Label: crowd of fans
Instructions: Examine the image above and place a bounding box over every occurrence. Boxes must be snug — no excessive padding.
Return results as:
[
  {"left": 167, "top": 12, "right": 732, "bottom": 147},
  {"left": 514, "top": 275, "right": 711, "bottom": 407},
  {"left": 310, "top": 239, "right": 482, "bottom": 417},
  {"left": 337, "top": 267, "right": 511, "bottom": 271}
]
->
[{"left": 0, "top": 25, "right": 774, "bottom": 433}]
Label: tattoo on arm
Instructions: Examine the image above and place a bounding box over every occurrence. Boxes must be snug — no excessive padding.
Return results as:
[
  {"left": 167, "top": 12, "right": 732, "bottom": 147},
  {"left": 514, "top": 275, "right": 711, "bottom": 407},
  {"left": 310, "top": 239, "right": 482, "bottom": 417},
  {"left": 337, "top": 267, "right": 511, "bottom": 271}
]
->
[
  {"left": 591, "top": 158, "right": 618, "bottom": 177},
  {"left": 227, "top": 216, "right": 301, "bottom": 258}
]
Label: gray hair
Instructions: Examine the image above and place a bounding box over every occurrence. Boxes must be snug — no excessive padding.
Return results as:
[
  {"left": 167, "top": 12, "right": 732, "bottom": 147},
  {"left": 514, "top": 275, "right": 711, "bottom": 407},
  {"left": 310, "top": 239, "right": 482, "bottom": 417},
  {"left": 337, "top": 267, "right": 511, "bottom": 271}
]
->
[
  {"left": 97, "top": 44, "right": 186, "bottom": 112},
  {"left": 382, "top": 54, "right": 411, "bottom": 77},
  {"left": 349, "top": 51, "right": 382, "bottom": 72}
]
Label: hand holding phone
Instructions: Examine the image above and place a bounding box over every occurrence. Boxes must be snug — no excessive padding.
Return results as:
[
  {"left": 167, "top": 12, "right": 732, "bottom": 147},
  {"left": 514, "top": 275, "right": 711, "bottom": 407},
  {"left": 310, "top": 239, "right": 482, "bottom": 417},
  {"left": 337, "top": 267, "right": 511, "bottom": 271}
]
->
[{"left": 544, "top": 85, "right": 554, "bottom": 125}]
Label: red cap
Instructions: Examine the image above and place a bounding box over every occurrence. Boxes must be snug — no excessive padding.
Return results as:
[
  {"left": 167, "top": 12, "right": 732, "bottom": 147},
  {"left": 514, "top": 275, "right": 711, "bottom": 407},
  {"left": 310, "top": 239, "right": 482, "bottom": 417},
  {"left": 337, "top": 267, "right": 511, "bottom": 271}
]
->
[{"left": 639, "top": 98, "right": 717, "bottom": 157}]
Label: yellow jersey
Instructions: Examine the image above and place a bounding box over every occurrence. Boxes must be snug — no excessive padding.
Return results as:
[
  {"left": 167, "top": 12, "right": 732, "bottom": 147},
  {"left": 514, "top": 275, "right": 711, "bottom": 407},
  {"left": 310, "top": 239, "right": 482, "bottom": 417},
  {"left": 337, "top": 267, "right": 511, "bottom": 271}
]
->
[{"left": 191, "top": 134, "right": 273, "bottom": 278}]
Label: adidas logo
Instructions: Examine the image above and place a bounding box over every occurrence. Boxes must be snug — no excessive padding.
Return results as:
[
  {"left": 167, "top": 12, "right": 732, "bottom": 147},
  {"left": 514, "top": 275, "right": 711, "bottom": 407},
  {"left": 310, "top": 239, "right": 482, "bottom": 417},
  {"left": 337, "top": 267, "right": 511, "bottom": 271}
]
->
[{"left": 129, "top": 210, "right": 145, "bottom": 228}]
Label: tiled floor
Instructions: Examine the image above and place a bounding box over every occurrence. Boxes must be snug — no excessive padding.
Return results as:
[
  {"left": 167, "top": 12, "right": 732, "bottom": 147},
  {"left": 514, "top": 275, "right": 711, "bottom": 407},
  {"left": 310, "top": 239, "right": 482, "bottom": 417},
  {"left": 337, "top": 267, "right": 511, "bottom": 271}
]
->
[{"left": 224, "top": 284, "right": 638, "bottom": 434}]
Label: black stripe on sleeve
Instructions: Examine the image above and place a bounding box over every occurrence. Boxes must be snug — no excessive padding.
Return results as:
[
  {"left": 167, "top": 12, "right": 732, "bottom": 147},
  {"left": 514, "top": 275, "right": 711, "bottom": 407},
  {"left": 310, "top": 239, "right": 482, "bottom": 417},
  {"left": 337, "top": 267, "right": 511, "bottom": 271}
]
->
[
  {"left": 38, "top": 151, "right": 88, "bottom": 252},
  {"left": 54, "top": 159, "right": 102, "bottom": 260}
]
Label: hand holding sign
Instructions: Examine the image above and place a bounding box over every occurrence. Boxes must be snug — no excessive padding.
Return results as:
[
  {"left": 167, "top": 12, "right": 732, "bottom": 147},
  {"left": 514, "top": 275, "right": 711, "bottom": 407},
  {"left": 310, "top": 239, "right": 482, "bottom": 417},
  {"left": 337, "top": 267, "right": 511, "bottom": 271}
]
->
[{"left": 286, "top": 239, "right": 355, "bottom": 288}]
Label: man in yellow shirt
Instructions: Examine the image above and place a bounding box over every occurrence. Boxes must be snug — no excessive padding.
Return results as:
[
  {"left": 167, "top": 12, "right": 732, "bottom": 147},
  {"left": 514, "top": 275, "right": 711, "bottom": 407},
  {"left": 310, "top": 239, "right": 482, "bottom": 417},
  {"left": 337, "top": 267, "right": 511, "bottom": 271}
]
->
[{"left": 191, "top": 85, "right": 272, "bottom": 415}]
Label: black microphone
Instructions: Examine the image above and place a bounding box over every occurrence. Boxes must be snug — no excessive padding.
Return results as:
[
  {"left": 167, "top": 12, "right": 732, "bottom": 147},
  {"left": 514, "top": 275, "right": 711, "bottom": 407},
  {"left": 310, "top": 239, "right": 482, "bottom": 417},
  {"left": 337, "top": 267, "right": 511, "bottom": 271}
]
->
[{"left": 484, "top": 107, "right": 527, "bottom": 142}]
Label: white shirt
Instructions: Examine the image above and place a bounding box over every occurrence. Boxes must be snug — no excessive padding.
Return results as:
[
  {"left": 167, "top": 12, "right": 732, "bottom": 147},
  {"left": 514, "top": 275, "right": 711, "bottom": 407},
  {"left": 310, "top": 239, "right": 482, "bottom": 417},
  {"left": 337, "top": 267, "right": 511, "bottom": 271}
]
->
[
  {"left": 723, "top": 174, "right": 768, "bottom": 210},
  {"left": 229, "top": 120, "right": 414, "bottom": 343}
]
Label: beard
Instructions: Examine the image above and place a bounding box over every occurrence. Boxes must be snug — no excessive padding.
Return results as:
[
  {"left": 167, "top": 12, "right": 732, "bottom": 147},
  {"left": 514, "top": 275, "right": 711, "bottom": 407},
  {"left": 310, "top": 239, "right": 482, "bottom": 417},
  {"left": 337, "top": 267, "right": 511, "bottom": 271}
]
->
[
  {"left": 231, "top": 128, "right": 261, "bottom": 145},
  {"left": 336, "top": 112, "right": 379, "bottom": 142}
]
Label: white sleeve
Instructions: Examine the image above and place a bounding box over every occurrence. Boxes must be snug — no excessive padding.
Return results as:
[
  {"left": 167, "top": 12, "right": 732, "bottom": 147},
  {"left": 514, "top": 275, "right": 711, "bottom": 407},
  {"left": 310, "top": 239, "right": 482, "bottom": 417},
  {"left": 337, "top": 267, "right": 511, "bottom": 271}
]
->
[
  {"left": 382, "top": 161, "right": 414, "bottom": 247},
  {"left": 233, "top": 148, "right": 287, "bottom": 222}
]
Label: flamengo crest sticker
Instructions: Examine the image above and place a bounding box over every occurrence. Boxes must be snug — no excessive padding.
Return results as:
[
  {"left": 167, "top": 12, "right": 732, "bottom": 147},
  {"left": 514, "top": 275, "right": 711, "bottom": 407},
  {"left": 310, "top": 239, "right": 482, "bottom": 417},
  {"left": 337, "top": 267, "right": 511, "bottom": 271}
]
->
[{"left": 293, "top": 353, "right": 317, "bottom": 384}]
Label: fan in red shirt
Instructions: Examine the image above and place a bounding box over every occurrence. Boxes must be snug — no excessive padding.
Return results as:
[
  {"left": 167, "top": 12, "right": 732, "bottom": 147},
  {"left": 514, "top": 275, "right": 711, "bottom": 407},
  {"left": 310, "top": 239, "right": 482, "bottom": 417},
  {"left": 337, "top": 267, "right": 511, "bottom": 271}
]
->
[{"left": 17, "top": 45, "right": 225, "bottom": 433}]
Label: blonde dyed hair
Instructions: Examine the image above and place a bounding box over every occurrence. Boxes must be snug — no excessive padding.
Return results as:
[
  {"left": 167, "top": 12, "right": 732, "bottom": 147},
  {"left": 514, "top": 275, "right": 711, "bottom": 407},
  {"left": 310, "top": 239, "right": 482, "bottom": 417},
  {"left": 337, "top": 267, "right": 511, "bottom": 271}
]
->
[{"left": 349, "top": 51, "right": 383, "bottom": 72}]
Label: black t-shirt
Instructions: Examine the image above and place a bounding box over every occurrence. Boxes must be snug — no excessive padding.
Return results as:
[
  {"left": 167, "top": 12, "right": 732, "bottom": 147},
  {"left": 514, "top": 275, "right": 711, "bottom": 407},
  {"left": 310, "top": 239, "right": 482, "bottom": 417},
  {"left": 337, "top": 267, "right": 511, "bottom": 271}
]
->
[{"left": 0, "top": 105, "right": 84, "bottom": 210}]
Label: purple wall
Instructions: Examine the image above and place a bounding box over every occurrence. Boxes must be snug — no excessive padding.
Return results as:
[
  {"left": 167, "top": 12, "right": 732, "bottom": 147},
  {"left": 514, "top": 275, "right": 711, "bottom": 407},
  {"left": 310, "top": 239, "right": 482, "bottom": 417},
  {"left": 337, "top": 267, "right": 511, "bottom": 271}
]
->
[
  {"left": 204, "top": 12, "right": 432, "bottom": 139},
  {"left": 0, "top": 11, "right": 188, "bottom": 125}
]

══════

- _Exercise task_
Pick out every line in the listing above that contains the word "holding", matching case exactly.

- _Response to this task_
Label: hand holding phone
Label: hand holding sign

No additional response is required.